**EXERCISE:** Reproduce all of the data exactly.

Source records
*** Begin section ***

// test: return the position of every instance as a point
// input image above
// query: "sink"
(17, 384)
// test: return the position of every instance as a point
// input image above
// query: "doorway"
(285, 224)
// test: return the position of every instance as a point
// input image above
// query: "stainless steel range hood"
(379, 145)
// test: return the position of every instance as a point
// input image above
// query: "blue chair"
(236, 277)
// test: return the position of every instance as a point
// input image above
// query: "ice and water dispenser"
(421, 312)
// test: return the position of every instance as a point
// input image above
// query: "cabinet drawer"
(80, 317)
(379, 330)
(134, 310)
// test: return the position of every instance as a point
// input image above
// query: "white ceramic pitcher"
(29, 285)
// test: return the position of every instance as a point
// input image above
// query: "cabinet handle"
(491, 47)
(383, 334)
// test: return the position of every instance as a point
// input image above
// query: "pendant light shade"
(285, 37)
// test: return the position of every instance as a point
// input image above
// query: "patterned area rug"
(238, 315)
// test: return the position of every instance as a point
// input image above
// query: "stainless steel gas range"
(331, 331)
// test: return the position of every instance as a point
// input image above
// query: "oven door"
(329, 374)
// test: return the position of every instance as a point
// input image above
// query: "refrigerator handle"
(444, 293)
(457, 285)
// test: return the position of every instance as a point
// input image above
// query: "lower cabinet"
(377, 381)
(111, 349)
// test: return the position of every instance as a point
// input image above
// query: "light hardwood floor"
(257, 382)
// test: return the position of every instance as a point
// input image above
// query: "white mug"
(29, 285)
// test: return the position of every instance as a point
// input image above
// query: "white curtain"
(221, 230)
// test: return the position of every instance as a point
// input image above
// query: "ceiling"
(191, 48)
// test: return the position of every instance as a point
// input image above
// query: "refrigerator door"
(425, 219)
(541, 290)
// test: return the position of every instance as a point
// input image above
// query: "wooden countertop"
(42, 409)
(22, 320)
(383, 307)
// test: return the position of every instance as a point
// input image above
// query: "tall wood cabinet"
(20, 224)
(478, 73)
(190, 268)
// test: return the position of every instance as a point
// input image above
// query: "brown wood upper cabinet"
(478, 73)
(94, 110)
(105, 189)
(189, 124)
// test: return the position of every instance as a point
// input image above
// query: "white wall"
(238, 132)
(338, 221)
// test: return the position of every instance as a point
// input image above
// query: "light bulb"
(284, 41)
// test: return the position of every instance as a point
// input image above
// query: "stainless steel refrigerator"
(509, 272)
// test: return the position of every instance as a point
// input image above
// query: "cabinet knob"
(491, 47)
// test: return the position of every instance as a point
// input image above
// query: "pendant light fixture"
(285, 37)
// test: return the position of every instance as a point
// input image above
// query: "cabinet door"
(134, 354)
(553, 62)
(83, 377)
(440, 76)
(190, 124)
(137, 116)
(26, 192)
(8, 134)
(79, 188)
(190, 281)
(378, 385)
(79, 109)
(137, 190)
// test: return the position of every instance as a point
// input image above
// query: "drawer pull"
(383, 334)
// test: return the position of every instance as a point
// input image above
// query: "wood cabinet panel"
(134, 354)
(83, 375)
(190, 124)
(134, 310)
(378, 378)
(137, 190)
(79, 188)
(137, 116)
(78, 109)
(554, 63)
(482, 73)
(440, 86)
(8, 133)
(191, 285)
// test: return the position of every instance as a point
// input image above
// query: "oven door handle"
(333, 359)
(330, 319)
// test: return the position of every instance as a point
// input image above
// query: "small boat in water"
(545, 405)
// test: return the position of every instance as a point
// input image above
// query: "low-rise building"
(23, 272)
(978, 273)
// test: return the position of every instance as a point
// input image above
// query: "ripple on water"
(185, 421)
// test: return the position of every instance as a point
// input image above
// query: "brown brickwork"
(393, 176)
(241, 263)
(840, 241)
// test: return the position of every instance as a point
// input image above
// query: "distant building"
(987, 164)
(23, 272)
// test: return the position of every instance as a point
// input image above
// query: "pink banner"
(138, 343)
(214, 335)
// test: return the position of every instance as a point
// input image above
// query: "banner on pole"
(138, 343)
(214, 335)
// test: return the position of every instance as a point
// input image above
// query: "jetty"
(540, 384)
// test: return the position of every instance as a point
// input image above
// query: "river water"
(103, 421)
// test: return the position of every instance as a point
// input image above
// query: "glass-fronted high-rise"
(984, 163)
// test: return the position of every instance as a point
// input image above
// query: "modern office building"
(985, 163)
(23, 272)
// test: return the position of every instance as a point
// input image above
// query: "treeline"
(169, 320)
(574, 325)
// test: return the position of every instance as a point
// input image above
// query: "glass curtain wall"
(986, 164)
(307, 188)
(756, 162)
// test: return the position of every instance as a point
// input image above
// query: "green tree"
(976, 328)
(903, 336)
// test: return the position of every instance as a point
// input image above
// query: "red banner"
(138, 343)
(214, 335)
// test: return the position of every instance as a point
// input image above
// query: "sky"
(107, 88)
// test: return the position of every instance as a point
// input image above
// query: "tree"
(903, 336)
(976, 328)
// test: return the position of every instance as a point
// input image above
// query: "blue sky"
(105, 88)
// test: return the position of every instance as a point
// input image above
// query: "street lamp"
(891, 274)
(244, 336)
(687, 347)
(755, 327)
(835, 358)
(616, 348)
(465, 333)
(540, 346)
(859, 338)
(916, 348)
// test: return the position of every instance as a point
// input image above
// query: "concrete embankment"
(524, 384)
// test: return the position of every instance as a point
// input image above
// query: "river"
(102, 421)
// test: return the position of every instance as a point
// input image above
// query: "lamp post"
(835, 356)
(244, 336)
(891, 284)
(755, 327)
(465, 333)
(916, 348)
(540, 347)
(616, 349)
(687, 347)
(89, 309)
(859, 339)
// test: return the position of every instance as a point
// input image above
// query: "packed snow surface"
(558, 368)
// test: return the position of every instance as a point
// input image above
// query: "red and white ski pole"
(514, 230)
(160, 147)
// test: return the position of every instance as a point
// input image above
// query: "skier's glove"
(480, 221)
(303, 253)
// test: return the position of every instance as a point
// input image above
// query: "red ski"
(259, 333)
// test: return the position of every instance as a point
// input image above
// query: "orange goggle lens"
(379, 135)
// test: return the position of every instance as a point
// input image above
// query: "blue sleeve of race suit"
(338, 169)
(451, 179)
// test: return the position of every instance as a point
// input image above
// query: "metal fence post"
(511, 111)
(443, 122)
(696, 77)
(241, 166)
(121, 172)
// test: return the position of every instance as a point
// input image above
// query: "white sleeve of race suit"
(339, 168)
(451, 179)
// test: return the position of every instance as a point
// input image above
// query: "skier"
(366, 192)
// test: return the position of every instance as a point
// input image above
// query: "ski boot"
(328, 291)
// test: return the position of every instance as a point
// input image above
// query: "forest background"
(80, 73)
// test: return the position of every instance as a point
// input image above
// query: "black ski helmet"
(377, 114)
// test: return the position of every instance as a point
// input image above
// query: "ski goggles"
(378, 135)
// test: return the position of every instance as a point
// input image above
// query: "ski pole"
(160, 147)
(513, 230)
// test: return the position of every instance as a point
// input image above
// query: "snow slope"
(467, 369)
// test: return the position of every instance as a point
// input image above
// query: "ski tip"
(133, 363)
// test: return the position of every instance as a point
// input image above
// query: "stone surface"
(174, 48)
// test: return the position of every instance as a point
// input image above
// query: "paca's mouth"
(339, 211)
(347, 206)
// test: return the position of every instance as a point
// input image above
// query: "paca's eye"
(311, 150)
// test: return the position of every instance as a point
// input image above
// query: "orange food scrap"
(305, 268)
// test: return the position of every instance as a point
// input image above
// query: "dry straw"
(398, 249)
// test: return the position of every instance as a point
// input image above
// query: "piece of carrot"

*** End section ***

**RESULT OF THE TASK:**
// test: return the position of every instance as a point
// input image above
// query: "sink"
(17, 384)
// test: return the position of every instance as a point
// input image above
// query: "doorway"
(285, 224)
// test: return the position of every instance as a point
// input image above
// query: "stainless steel range hood"
(379, 145)
// test: return the position of every instance as a point
// input image above
// query: "blue chair"
(236, 277)
// test: return the position of every instance as a point
// input image above
// query: "ice and water dispenser"
(421, 312)
// test: return the position of every instance as a point
// input image above
// query: "cabinet drawer"
(80, 317)
(379, 330)
(134, 310)
// test: return the position of every instance as a point
// input image above
// query: "white ceramic pitcher"
(29, 285)
// test: return the position of every instance as a point
// input image above
// query: "cabinet handle"
(491, 47)
(383, 334)
// test: return the position of every instance as a point
// input image above
// query: "pendant light shade"
(285, 37)
// test: return the position of every instance as a point
// input image above
// query: "patterned area rug"
(238, 315)
// test: return the position of every instance as a point
// input image above
// query: "stainless steel gas range"
(331, 331)
// test: return the position of every instance as a point
// input image above
// query: "oven door"
(329, 374)
// test: return the position of every instance as a point
// input image above
// query: "refrigerator handle"
(444, 293)
(457, 285)
// test: return the position of every instance as a point
// input image above
// query: "lower cabinet"
(377, 381)
(111, 349)
// test: return the position of every instance as a point
// input image above
// query: "light hardwood floor"
(257, 382)
// test: return the position of every instance as a point
// input image above
// query: "white mug"
(29, 285)
// test: return the position of every instance as a point
// input image above
// query: "white curtain"
(221, 230)
// test: return the position of every instance as a point
// input image above
// query: "ceiling"
(191, 48)
// test: return the position of every instance as a point
// input image above
// query: "refrigerator door"
(425, 219)
(541, 290)
// test: return the position of every instance as a point
// input image above
// query: "wooden countertop"
(42, 409)
(22, 320)
(383, 307)
// test: return the position of every instance as a point
// input image above
// query: "tall wood cabinet"
(20, 224)
(478, 73)
(190, 268)
// test: return the position of every instance as a point
// input image above
// query: "brown wood upper cabinet"
(478, 73)
(94, 110)
(105, 189)
(189, 124)
// test: return the position of every instance as a point
// input image above
// query: "white wall"
(238, 132)
(338, 221)
// test: return the position of every instance as a point
// input image above
// query: "light bulb"
(284, 41)
// test: return the position of every instance as a point
// input image above
// query: "stainless steel refrigerator"
(509, 272)
// test: return the position of every instance as a point
// input image above
// query: "cabinet knob"
(491, 47)
// test: return the position of every instance as a point
// input image above
// query: "pendant light fixture"
(285, 37)
// test: return the position of every instance as a point
// input image above
// query: "cabinet door"
(134, 354)
(553, 62)
(83, 377)
(440, 76)
(190, 124)
(137, 116)
(26, 192)
(8, 134)
(79, 188)
(190, 281)
(378, 385)
(79, 109)
(137, 190)
// test: return the position of every instance as a point
// input image above
// query: "drawer pull"
(383, 334)
// test: return the position of every instance as a point
// input image above
// query: "wood cabinet panel"
(134, 354)
(83, 375)
(190, 124)
(134, 310)
(378, 378)
(137, 190)
(79, 188)
(137, 116)
(78, 109)
(554, 63)
(482, 73)
(440, 86)
(8, 133)
(191, 285)
// test: return the position of every instance as a point
// input image above
// query: "oven door handle"
(333, 359)
(330, 319)
// test: return the position of every instance as a point
// input image above
// query: "small boat in water"
(545, 405)
// test: return the position of every instance as a point
// input image above
// query: "low-rise building"
(23, 272)
(978, 273)
// test: return the position of every instance as a point
// input image above
// query: "ripple on water"
(185, 421)
// test: return the position of every instance as a point
// input image above
// query: "brown brickwork"
(393, 176)
(241, 263)
(840, 241)
// test: return the position of every instance as a point
// input image above
// query: "distant building"
(987, 164)
(23, 272)
// test: return the position of every instance as a point
// input image above
// query: "pink banner"
(138, 343)
(214, 335)
// test: return the position of every instance as a point
// input image above
// query: "banner on pole"
(138, 343)
(214, 335)
// test: return the position of every instance as a point
// input image above
// query: "jetty"
(540, 384)
// test: return the position of every instance as a point
// input image above
// query: "river water"
(103, 421)
// test: return the position of every instance as a point
// input image above
// query: "glass-fronted high-rise"
(984, 163)
// test: return the position of every instance as a point
// input image above
// query: "modern office building"
(985, 163)
(23, 272)
// test: return the position of every instance as a point
// input image above
// query: "treeline"
(169, 320)
(574, 325)
// test: return the position of every instance as a point
// input image above
// query: "glass curtain wall"
(986, 164)
(307, 188)
(756, 162)
// test: return the position of every instance as a point
// input image above
// query: "green tree"
(976, 328)
(903, 336)
// test: return the position of every instance as a point
// input image above
// query: "red banner"
(138, 343)
(214, 335)
// test: return the position of every instance as a point
// input image above
// query: "sky"
(107, 88)
// test: return the position of every instance as a point
// input image above
// query: "tree"
(903, 336)
(976, 328)
// test: return the position of every instance as a point
// input image above
// query: "blue sky"
(105, 88)
// test: return the position of every instance as a point
// input image above
// query: "street lamp"
(891, 274)
(244, 336)
(687, 347)
(755, 327)
(835, 358)
(616, 348)
(465, 333)
(540, 346)
(859, 338)
(916, 348)
// test: return the position of every instance as a point
// input image above
// query: "concrete embankment"
(524, 384)
// test: return the position of every instance as a point
// input image above
// query: "river"
(102, 421)
// test: return the position of every instance as a point
// input image above
// query: "lamp post"
(835, 356)
(244, 336)
(891, 284)
(755, 327)
(465, 333)
(916, 348)
(540, 347)
(616, 349)
(687, 347)
(89, 309)
(859, 339)
// test: return the position of every instance as a point
// input image above
// query: "packed snow surface"
(558, 368)
// test: return the position of every instance as a point
// input image above
// query: "red and white ski pole"
(514, 230)
(160, 147)
// test: return the position of every instance as a point
// input image above
// query: "skier's glove"
(480, 221)
(303, 253)
// test: return the position of every instance as a point
// input image above
// query: "red ski"
(259, 333)
// test: return the position of every instance as a point
// input image above
// query: "orange goggle lens"
(379, 135)
// test: return the position of every instance as a point
// input image above
// query: "blue sleeve of race suit"
(338, 169)
(451, 179)
// test: return the position of every instance as a point
// input image above
// query: "metal fence post"
(511, 111)
(443, 122)
(696, 77)
(241, 166)
(121, 172)
// test: return the position of every instance as a point
// input image above
// query: "white sleeve of race suit"
(339, 168)
(451, 179)
// test: return the position of every instance as a point
// input image above
// query: "skier"
(366, 192)
// test: return the position of every instance as a point
// input image above
// query: "ski boot"
(328, 291)
// test: return the position of every instance as a point
// input image above
// query: "forest background"
(80, 73)
// test: return the position of every instance as a point
// input image above
// query: "black ski helmet"
(377, 114)
// test: return the position of every instance as a point
// input image above
// query: "ski goggles"
(378, 135)
// test: return the position of every instance as a point
// input image above
// query: "ski pole"
(160, 147)
(513, 230)
// test: return the position of every instance as a point
// input image above
// query: "snow slope"
(467, 369)
// test: return the position of every instance as a point
// input image above
// query: "ski tip"
(133, 363)
// test: return the position of every instance as a point
// input image above
// query: "stone surface"
(174, 48)
// test: return the position of every instance as a point
// input image above
// query: "paca's mouth"
(339, 211)
(347, 206)
// test: return the position of every instance as a point
// input image above
// query: "paca's eye"
(311, 150)
// test: return the position of every instance as a point
// input image above
// query: "orange food scrap"
(305, 268)
// test: return the position of every instance as a point
// input image above
// query: "dry straw"
(398, 249)
// test: return the position of every instance as a point
// input image above
// query: "piece of carrot"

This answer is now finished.